» SOURCE DOCUMENT
Sean Penn thought he had victory a few weeks ago at the National Labor Relations Board. But his attorney Mathew Rosengart is now convinced that Biden appointees at the federal agency are out to stick it to his star client—even if they have to rig a win. “This case has become a case study of an overzealous agency run amok,” Rosengart told me.
The dispute traces to the early days of the Covid pandemic, when Penn’s charitable organization, CORE, began helping people in disadvantaged communities respond to the health crisis. In July 2020, his group turned Dodger Stadium into the largest testing site in the nation, and a few months later, at Los Angeles mayor Eric Garcetti’s direction, it became a mass vaccination site. That’s when a New York Times reporter visited, prompting a couple anonymous readers identifying as CORE staffers to leave comments on the news site about “working 18 hour days, 6 days a week” with “a shipping container on site that is a designated space for overworked staff to go cry in.”
Soon, Penn emailed staff. It was a 2,000-plus word missive that stood up for Garcetti and talked about what was at stake, but the N.L.R.B’s. focus has become the actor’s pointed note that “any among us who don’t find themselves built in this way for the mission at hand, any of us who don’t recognize our inherent duty to prop each other up, any of us who might find themselves predisposed to a culture of complaint, have a much simpler avenue than broad-based cyber whining. It’s called quitting.”

» REQUIRED WORK
a: From the article on Sean Penn's labor dispute, list every person named by both first and last name.
b: Reproduce everything from "Sean Penn thought" down to "Rosengart told me." in the Sean Penn labor dispute article.

» RECORDED INFORMATION
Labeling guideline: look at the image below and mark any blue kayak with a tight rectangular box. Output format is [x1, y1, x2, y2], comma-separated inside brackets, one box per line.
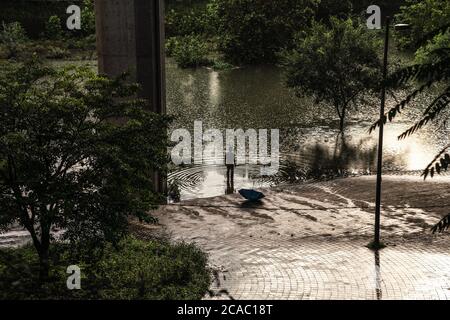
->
[239, 189, 264, 201]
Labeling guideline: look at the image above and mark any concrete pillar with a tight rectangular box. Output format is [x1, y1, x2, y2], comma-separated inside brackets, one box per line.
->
[95, 0, 166, 113]
[95, 0, 166, 196]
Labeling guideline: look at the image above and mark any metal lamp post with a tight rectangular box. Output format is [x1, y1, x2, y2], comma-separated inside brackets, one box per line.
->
[373, 17, 409, 248]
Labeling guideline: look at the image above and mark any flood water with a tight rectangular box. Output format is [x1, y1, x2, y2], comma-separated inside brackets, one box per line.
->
[166, 59, 449, 200]
[0, 59, 450, 247]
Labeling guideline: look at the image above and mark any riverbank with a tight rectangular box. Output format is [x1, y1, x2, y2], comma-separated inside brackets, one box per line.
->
[133, 176, 450, 299]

» WRITTEN RESPONSES
a:
Sean Penn
Mathew Rosengart
Eric Garcetti

b:
Sean Penn thought he had victory a few weeks ago at the National Labor Relations Board. But his attorney Mathew Rosengart is now convinced that Biden appointees at the federal agency are out to stick it to his star client—even if they have to rig a win. “This case has become a case study of an overzealous agency run amok,” Rosengart told me.